Pointing and labeling entries
________

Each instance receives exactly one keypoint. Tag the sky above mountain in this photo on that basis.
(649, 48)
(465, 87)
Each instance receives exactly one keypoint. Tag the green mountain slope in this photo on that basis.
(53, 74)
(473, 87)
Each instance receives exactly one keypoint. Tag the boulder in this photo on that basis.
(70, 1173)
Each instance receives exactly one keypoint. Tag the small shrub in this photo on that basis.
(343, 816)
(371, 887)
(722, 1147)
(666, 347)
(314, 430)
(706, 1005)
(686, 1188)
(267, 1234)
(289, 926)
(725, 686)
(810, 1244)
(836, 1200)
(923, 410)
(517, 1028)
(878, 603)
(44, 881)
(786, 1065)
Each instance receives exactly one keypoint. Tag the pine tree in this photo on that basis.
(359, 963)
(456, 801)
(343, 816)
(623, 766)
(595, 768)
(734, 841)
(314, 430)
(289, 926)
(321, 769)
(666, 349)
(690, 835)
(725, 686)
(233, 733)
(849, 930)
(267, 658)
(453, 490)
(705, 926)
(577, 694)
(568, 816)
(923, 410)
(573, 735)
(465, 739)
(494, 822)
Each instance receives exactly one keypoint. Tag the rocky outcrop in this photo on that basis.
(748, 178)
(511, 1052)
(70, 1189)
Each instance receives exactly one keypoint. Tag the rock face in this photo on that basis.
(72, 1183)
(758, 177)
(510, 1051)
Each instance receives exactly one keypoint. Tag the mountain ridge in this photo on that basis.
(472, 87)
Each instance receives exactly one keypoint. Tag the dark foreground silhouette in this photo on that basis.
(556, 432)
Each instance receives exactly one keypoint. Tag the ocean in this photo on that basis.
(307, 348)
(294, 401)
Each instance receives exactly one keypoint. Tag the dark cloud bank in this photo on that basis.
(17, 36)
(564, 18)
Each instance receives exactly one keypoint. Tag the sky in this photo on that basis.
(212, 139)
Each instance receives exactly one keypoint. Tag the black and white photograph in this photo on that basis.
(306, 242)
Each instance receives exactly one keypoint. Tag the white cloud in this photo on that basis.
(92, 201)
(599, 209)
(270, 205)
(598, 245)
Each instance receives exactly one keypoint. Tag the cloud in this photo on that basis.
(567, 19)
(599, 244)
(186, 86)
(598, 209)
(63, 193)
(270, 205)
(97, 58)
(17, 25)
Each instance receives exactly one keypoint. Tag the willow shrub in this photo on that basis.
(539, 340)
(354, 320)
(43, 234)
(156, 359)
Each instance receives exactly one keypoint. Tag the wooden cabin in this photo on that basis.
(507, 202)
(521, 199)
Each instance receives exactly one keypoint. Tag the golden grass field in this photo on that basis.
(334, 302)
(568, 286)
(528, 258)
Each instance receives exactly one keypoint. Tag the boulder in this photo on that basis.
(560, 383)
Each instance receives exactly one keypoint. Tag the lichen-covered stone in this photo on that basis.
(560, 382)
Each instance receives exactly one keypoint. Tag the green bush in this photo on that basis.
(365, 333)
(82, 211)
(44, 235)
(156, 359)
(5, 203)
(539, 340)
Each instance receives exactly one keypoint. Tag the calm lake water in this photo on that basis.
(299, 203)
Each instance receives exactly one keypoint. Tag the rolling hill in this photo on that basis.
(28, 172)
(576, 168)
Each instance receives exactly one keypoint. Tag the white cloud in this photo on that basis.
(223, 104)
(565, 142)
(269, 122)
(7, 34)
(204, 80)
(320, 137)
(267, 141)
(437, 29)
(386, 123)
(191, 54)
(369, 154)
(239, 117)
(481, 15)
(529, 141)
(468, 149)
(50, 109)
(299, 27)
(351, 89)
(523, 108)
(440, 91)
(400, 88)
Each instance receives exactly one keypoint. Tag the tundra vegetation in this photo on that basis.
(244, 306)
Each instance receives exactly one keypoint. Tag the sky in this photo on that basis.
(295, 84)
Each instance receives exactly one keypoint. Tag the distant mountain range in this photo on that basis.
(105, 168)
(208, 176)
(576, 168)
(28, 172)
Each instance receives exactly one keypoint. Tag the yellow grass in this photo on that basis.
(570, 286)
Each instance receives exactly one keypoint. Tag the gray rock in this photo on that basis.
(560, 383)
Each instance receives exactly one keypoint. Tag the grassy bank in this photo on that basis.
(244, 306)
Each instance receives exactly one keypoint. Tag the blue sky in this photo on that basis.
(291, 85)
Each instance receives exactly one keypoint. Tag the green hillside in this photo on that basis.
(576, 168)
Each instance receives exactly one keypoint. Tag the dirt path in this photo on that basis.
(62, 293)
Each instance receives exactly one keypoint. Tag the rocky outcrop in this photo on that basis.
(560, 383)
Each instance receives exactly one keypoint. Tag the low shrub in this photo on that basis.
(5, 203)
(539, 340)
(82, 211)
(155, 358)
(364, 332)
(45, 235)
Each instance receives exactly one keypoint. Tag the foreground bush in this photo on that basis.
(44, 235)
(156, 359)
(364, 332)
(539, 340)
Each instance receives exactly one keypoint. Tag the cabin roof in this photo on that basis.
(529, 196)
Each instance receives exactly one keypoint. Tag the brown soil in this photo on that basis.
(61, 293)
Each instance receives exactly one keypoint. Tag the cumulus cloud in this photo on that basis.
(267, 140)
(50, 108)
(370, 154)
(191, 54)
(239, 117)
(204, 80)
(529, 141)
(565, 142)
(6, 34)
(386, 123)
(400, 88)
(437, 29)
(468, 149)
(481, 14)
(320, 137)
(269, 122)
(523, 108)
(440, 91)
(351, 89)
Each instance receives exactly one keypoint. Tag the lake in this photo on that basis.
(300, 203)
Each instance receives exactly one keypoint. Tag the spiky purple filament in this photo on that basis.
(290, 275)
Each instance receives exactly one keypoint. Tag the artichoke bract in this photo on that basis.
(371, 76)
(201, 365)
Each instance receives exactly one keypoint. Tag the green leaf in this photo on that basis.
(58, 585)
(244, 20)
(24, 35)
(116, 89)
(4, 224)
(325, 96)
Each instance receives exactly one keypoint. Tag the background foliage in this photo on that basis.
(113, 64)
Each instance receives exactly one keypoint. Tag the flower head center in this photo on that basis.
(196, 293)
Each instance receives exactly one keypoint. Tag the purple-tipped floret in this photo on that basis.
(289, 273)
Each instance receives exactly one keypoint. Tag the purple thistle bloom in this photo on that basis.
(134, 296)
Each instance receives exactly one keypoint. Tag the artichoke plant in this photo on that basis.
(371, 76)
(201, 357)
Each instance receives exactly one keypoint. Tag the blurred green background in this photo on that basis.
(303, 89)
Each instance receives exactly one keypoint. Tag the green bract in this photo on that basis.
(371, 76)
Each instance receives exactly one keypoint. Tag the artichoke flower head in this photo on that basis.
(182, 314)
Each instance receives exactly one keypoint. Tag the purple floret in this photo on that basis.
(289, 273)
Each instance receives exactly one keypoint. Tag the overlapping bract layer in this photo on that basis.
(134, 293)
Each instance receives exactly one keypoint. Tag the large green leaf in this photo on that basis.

________

From the records above, extract every entry verbatim.

[WRITTEN REPLY]:
Each instance receives exactly one keypoint. Tag the sky above mountain in this photo on that basis.
(649, 48)
(465, 87)
Each instance receives exactly one keypoint. Tag the green mountain slope in this photo on that basis.
(53, 74)
(473, 87)
Each instance receives exactly one keypoint. Tag the boulder in this photo on that basis.
(70, 1173)
Each instance receives exactly one keypoint. Tag the small shrub in this photo on that basis.
(343, 816)
(371, 887)
(722, 1147)
(666, 347)
(314, 430)
(706, 1005)
(686, 1188)
(267, 1234)
(289, 926)
(725, 686)
(810, 1244)
(836, 1200)
(923, 410)
(517, 1028)
(878, 603)
(44, 881)
(786, 1065)
Each instance receives exactly one keypoint. Tag the pine tree in this photo on that basis.
(359, 963)
(456, 801)
(343, 816)
(623, 766)
(595, 768)
(734, 841)
(314, 430)
(289, 926)
(321, 769)
(666, 349)
(690, 835)
(725, 686)
(233, 733)
(849, 930)
(267, 658)
(453, 490)
(705, 926)
(577, 694)
(568, 816)
(923, 410)
(573, 735)
(465, 739)
(494, 822)
Each instance receives exactly one keypoint. Tag the rocky outcrop in this photo on that basis.
(748, 178)
(511, 1052)
(70, 1189)
Each instance receives exactly one keypoint. Tag the rock face in this photo on that basis.
(72, 1183)
(758, 177)
(510, 1051)
Each instance receives exactly one keypoint. Tag the mountain ridge in this photo on that basis.
(472, 87)
Each instance receives exactly one keypoint. Tag the dark foreground silhouette in this photo on that basis.
(556, 432)
Each instance receives exactly one keypoint. Tag the ocean in this photo on that basis.
(307, 348)
(294, 401)
Each instance receives exactly one keypoint. Tag the dark cloud bank in this photo on that basis.
(17, 36)
(564, 18)
Each instance receives exactly one keypoint. Tag the sky in this photo on that basis.
(212, 139)
Each instance receives exactly one keypoint. Tag the black and white photograph in this photo on that basis.
(306, 242)
Each instance receives exactly one keypoint. Tag the white cloud in this photo on that basis.
(92, 201)
(599, 209)
(270, 205)
(598, 245)
Each instance receives exactly one keypoint. Tag the cloud in this photo on that basis.
(567, 19)
(599, 244)
(186, 86)
(598, 209)
(63, 193)
(270, 205)
(97, 58)
(17, 25)
Each instance receives exactly one keypoint. Tag the willow shrub in this photo on that basis.
(539, 340)
(354, 320)
(43, 234)
(156, 359)
Each instance receives exactly one keypoint. Tag the wooden cabin in this photo on that basis.
(507, 202)
(521, 199)
Each instance receives exactly one keypoint. Tag the golden grass field in this photo on that basis.
(334, 302)
(568, 286)
(528, 258)
Each instance receives exactly one keypoint. Tag the boulder in this photo on that basis.
(560, 383)
Each instance receives exactly one keypoint. Tag the lichen-covered stone in this photo on that basis.
(560, 382)
Each instance receives exactly one keypoint. Tag the green bush in this photo on that basis.
(365, 333)
(82, 211)
(44, 235)
(156, 359)
(5, 203)
(539, 340)
Each instance receives exactly one keypoint. Tag the calm lake water in this photo on that basis.
(299, 203)
Each instance receives exactly one keypoint. Tag the rolling hill in this photo on that basis.
(28, 172)
(576, 168)
Each instance receives exactly one keypoint. Tag the white cloud in this photo on that basis.
(223, 104)
(565, 142)
(269, 122)
(7, 34)
(204, 80)
(320, 137)
(267, 141)
(437, 29)
(386, 123)
(191, 54)
(369, 154)
(239, 117)
(481, 15)
(529, 141)
(468, 149)
(50, 109)
(299, 27)
(351, 89)
(523, 108)
(440, 91)
(400, 88)
Each instance receives exactly one keypoint. Tag the tundra vegetation in this photo on that basis.
(244, 306)
Each instance receives exactly one keypoint. Tag the sky in this photo on that basis.
(295, 84)
Each instance receives exactly one keypoint. Tag the distant mountain range in this photo on that basis.
(105, 168)
(208, 176)
(576, 168)
(28, 172)
Each instance receives exactly one keypoint. Tag the yellow grass in this photo on that basis.
(570, 286)
Each instance receives exactly one keypoint. Tag the gray rock in this photo on that basis.
(560, 383)
Each instance receives exactly one keypoint. Tag the grassy bank in this photo on that basis.
(244, 306)
Each instance receives exactly one keypoint. Tag the blue sky in this photo on that basis.
(291, 85)
Each instance receives exactly one keypoint. Tag the green hillside in this photo on that basis.
(576, 168)
Each instance receives exactly one keypoint. Tag the dirt path in this photo on that basis.
(62, 293)
Each instance receives exactly one keypoint. Tag the rocky outcrop in this photo on that basis.
(560, 383)
Each instance receives exactly one keypoint. Tag the low shrub in this photo on that basis.
(5, 203)
(539, 340)
(82, 211)
(155, 358)
(364, 332)
(45, 235)
Each instance receives exactly one keypoint. Tag the foreground bush in this photo on that basis.
(44, 235)
(156, 359)
(364, 332)
(539, 340)
Each instance receives exactly one keypoint. Tag the cabin roof in this photo on that basis.
(529, 196)
Each instance receives exactly one keypoint. Tag the brown soil in this photo on that basis.
(61, 293)
Each instance receives exactly one keypoint. Tag the cumulus cloud in this photo on that basis.
(267, 140)
(50, 108)
(370, 154)
(191, 54)
(239, 117)
(204, 80)
(529, 141)
(565, 142)
(6, 34)
(386, 123)
(400, 88)
(437, 29)
(468, 149)
(481, 14)
(320, 137)
(269, 122)
(523, 108)
(440, 91)
(351, 89)
Each instance receives exactly one keypoint. Tag the lake in this photo on that basis.
(300, 203)
Each instance receives exactly one keypoint. Tag the spiky purple filament in this photo on that basis.
(290, 275)
Each instance receives exactly one keypoint. Tag the artichoke bract in this photo on that basis.
(371, 76)
(201, 365)
Each instance receives exactly one keypoint. Tag the green leaf in this photo on that basis.
(58, 585)
(244, 20)
(24, 35)
(116, 89)
(4, 224)
(325, 96)
Each instance receives exactly one keypoint. Tag the background foliage in this photo on that basis.
(113, 64)
Each instance receives exactly one keypoint. Tag the flower head center in this photo on that basis.
(196, 293)
Each instance receives exactly one keypoint. Tag the purple-tipped floret in this photo on that basis.
(289, 273)
Each instance receives exactly one keypoint. Tag the purple thistle bloom in this photo on that basis.
(134, 296)
Each instance receives exactly one keypoint. Tag the artichoke plant in this photo on that basis.
(371, 76)
(201, 357)
Each instance receives exactly one keypoint. Tag the blurred green background in this photo on that basis.
(303, 89)
Each instance receives exactly one keypoint. Tag the green bract in this photo on that basis.
(371, 76)
Each instance receives exactly one keypoint. Tag the artichoke flower head in this photo on that basis.
(182, 314)
Each instance receives exactly one keypoint. Tag the purple floret in this photo on that basis.
(289, 273)
Each instance receives exactly one keypoint. Tag the overlapping bract layer in this photo on that basis.
(134, 293)
Each instance receives exactly one keypoint. Tag the large green leaf in this photo on that basis.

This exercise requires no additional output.